- [TEKS YANG DIBERIKAN]:
++++++
UCAN China ucanews.com
UCAN Indonesia

Komunitas Awam Katolik Indonesia Bantu Warga Muslim Merayakan Idul Fitri

Juni 24, 2017

Komunitas Awam Katolik Indonesia Bantu Warga Muslim Merayakan Idul Fitri

Anak-anak Muslim menerima parcel dari Komunitas Sant'Egidio setelah acara buka puasa bersama di SD St. Maria, Jakarta, 19 Juni 2017.

Ahmad Kodir, 54, seorang tukang becak, tinggal di Sunter, Jakarta Utara, pertama kali menghadiri acara buka puasa Ramadan tahun 2010, yang diadakan oleh komunitas awam Katolik.

Terlepas dari kritik dan tekanan negatif dari sejumlah warga Muslim yang meminta dia untuk tidak menghadiri acara yang diselenggarakan oleh komunitas Kristiani, Kodir tetap datang ke acara tersebut setiap tahun, bertemu dengan orang lain dan membangun persahabatan.

“Kami, orang miskin, tidak memiliki masalah apa pun dibantu oleh agama lain. Keluarga saya dan saya sendiri masih Muslim dan bahkan kami dibantu menjadi seorang Muslim yang lebih baik,” kata ayah empat anak ini.

Tahun ini, acara buka puasa bersama diadakan pada 18 Juni di pelataran Sekolah Dasar St. Maria, yang dikelola oleh Kongregasi Suster-suster St. Ursula (OSU). Sebanyak  450 warga Muslim yang kurang mampu, termasuk pemulung, tukang becak, pengemis, tukang semir sepatu and tukang parkir menghadiri acara tersebut.

Sebelum buka puasa bersama, acara itu diisi dengan lagu-lagu, permainan, siraman rohani Ramadan, shalat  dan makan bersama.

Komunitas Sant’Egidio, yang didirikan di Indonesia tahun 1990, kini memiliki 16 cabang di seluruh tanah air dan memiliki sekitar 600 anggota. Kantor pusatnya di Roma, Italia, didirikan tahun 1968.

Sesuai dengan mottonya: “Persahabatan dengan orang miskin,” Sant’Egidio mendirikan Sekolah Damai untuk mempromosikan perdamaian, buka puasa dan Makan Siang Natal untuk orang miskin, serta melayani lansia, para napi dan tunawisma.

Delia Ety, 37,  seorang pemulung di kawasan Kota, Jakarta Barat, juga menghadiri acara tersebut bersama tiga anggota keluarganya.
++++++
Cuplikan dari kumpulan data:
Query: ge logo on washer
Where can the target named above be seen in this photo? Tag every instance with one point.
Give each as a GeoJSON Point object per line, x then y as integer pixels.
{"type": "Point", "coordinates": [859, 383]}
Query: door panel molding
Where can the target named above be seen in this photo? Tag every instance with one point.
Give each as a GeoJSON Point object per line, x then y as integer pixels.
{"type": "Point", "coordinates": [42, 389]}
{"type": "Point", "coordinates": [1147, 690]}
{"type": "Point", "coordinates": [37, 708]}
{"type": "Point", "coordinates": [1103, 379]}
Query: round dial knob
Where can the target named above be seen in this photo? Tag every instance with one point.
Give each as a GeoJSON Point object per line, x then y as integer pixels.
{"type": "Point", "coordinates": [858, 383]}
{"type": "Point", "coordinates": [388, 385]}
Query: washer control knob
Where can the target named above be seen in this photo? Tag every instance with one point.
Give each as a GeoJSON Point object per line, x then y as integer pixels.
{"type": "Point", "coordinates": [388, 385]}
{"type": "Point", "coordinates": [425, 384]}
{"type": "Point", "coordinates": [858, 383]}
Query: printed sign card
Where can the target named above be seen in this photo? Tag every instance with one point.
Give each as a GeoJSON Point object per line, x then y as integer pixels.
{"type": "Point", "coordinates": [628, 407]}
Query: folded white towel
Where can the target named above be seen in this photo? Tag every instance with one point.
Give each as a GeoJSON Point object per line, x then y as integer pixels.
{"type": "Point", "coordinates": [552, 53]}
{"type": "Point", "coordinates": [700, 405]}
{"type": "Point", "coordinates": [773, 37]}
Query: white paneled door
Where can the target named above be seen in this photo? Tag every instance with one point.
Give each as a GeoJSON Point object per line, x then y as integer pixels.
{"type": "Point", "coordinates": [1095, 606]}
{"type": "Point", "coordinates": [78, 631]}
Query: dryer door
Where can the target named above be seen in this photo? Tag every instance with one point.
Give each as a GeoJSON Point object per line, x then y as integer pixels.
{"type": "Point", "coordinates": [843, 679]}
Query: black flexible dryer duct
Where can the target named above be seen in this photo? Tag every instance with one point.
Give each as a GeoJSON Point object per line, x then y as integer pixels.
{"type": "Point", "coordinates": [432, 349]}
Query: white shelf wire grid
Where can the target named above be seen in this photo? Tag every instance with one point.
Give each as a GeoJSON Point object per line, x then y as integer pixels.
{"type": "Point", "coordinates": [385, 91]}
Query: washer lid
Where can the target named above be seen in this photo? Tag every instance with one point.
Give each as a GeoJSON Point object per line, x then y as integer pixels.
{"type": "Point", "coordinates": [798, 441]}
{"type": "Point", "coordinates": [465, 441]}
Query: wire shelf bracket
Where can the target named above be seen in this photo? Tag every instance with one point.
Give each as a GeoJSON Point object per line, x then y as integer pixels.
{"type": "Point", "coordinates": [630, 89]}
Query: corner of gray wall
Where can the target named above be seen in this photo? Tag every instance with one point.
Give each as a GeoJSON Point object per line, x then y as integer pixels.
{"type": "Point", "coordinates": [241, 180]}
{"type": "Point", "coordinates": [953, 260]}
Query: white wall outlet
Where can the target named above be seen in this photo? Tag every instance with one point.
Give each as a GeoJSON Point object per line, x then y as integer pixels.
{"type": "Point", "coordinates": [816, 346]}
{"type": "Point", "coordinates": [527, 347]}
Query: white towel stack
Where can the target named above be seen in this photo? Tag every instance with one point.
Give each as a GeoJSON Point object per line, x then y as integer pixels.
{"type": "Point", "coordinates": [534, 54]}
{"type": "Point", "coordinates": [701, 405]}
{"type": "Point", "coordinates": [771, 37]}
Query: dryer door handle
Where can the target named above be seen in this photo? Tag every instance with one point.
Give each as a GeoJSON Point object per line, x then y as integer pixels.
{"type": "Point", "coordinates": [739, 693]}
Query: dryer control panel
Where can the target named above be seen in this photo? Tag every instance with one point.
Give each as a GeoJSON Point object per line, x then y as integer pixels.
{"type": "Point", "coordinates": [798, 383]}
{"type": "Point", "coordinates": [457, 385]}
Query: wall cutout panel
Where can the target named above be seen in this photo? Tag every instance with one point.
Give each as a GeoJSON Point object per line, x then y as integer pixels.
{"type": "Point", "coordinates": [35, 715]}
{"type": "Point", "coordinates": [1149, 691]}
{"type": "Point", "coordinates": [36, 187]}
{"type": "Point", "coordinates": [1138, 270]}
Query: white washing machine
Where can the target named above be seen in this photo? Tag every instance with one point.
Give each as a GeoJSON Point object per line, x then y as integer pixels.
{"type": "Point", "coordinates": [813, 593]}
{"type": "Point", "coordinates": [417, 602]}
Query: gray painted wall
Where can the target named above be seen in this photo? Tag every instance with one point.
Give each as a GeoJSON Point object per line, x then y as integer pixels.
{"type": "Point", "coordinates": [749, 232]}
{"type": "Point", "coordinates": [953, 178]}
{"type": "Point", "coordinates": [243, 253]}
++++++
- [SOAL SINGKAT]: Jelaskan dengan satu sampai tiga kalimat, berdasarkan artikel di atas, apa yang menjadi dasar Komunitas Sant'Egidio mendirikan Sekolah Damai, mengadakan buka puasa dan Makan Siang Natal, serta melayani lansia, para napi, dan tunawisma.

- [HASIL LATIHAN]: Komunitas Sant'Egidio melakukan semua kegiatan itu sesuai dengan mottonya, yaitu "Persahabatan dengan orang miskin." Sekolah Damai didirikan untuk mempromosikan perdamaian, sedangkan buka puasa dan Makan Siang Natal diadakan untuk orang miskin.